▶ _Jobs_
**A)** What evidence does the article on Life of a Don give for calling the album a commercial success? Answer in one to three sentences.
**B)** Using the article on Life of a Don, answer each question on its own line:
(i) How long is the album?
(ii) Which album follows it in Don Toliver's chronology?
(iii) On what date was "Drugs n Hella Melodies" released?

▶ _Passage given_

--------------------------------

Studio album by Don Toliver
- Released: October 8, 2021
- Recorded: 2020–2021
- Genres: Hip-hop; R&B;
- Length: 51:30
- Labels: We Run It; Cactus Jack; Atlantic;
- Producers: 1Mind; Allen Ritter; Baby Keem; Blair Taylor; Broadday; Bryvn; Cardo; Chase B; Corbett; David x Eli; Dez Wright; DJ Dahi; FKi 1st; Fabefocused; Frankie XY; Go Grizzly; Hit-Boy; Jahaan Sweet; London Cyr; Los Hendrix; the Loud Pack; Mario Winans; Metro Boomin; Mike Dean; Moonraccoon; Motif Alumni; Mustard; Mirela; Mu Lean; Omar Grand; Oracles; Pas Beatz; Peter Lee Johnson; Saint Mino; Sam-E Lee Jones; Sonny Digital; Sir Dylan; Sool Got Hits; Travis Scott;

Don Toliver chronology
| Heaven or Hell (2020) | Life of a Don (2021) | Love Sick (2023) |

Singles from Life of a Don
- "What You Need" Released: May 4, 2021; "Drugs n Hella Melodies" Released: June 18, 2021; "Way Bigger" Released: October 8, 2021; "Flocky Flocky" Released: October 11, 2021;

= Life of a Don =

Life of a Don (also abbreviated to L.O.A.D.) is the second studio album by American rapper and singer Don Toliver. It was released on October 8, 2021, through Cactus Jack Records, Atlantic Records, and We Run It Entertainment. The production on the album was handled by multiple producers, including Mike Dean, Mustard, Metro Boomin, Allen Ritter, Hit-Boy, Cardo, and Sonny Digital, among others. The album also features guest appearances from Travis Scott, Kali Uchis, Baby Keem, HVN, and SoFaygo.

Life of a Don was preceded by two singles: "What You Need" and "Drugs n Hella Melodies", followed by "Way Bigger" and "Flocky Flocky" after the album's release. The album received generally positive reviews from music critics and was a commercial success. It debuted at number two on the US Billboard 200 chart, earning 68,000 album-equivalent units in its first week.

--------------------------------

Saved entries:
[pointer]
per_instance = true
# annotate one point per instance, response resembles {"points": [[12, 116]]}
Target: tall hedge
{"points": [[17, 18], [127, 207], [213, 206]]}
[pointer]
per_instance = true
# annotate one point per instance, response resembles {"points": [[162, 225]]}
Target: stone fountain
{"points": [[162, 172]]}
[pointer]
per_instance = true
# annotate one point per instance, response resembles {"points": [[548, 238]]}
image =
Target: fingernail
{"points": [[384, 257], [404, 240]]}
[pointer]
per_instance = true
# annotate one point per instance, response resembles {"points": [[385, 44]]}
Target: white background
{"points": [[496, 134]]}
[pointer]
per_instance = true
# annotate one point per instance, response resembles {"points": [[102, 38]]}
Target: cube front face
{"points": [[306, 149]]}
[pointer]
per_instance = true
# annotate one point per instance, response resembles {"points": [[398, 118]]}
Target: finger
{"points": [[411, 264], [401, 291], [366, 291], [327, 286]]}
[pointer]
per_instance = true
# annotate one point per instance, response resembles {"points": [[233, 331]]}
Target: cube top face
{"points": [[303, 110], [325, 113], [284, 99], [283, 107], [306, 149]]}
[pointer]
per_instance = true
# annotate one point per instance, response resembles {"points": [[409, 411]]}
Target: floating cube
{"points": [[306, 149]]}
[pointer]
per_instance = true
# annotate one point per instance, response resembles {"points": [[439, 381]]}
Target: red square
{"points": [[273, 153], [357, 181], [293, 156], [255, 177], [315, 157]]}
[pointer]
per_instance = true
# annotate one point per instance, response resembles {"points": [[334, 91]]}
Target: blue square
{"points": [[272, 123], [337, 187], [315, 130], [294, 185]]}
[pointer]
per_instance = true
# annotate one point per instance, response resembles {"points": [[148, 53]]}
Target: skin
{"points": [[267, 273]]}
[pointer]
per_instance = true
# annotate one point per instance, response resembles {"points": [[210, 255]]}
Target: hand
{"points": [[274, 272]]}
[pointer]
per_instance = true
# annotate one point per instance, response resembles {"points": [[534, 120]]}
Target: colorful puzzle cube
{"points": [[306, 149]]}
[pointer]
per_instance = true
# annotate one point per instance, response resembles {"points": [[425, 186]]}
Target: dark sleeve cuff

--------------------------------

▶ _Results for each task_
**A)** It debuted at number two on the US Billboard 200 chart. In its first week it earned 68,000 album-equivalent units.

**B)**
(i) 51:30
(ii) Love Sick (2023)
(iii) June 18, 2021